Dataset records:
=-=-=-=-=

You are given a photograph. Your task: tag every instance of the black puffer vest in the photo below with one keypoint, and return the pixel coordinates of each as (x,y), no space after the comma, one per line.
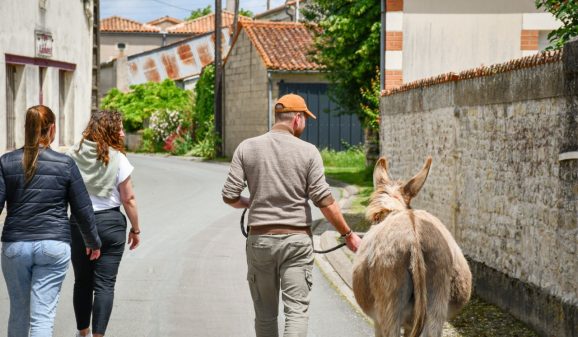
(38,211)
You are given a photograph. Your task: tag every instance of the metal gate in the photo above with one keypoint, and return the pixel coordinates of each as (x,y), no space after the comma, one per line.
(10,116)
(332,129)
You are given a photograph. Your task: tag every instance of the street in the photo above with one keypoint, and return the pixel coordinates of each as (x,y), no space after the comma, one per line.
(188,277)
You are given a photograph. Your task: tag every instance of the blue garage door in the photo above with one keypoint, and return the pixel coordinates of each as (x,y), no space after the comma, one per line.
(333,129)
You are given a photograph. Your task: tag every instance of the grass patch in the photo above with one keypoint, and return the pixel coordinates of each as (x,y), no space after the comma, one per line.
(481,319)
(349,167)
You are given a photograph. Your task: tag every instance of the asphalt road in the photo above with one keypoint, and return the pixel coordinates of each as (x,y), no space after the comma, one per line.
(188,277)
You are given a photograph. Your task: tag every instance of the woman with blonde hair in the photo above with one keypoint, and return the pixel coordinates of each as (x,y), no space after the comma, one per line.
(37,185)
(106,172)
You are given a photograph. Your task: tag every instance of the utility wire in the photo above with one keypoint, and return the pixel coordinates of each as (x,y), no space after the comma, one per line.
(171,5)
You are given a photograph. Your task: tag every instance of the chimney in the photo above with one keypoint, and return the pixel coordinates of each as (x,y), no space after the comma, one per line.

=-=-=-=-=

TASK REQUIREMENTS: Recast every line of the material above as a JSON list of strings, one string per line, with blank lines dropped. Leave the pictures out.

EXERCISE RESPONSE:
[
  "You are given a photograph. Your task: tag every instance of the black puffer vest in the photo below with one keypoint, and return the pixel coordinates of each as (x,y), no space after the comma, one per line.",
  "(38,211)",
  "You are given a photograph. Your task: tag every instance of the metal gate in the photo above with one keypoint, and return the pixel coordinates of each as (x,y), no space after the comma, one per line.",
  "(10,116)",
  "(332,129)",
  "You are given a photograph. Your task: tag every instance of the street in the photo above with one keypoint, and return the pixel coordinates of each as (x,y), no space after the comma, one per line.",
  "(188,277)",
  "You are given a photograph. Your task: tag every instance of the blue garage door in the photo above with one keypoint, and return the pixel coordinates of each as (x,y), no space after the comma, one per line.",
  "(333,129)",
  "You are given a photograph. Your task: tag every instance of the grass patch in the photo above with one keypoint, and return the pixel coordinates of each as (x,y), no space after the comma, one per line.",
  "(481,319)",
  "(349,167)",
  "You are given a photograph. Your task: tag every instance of the asphalt road in the photo above with one keypoint, and return the pixel coordinates of each as (x,y), no space after the comma, one per line.",
  "(188,277)",
  "You are given a photograph. Your task: tag every instance of the woman with blonde hair in the photo above with one keypoint, and return the pixel coordinates of each as (x,y), no space after the comma, one per line.",
  "(37,185)",
  "(106,172)",
  "You are given a photograph. Your task: tag every instance of the utility wire in the photo above with one keypoint, and return the pixel coordinates of each as (x,y), no space after the comma, one per line.",
  "(171,5)",
  "You are given a photograph. Your task: tag every instance of the chimney in the photo above with one keypoint, and return the pixel coordinates of each as (x,y), no space after the comma, one per line."
]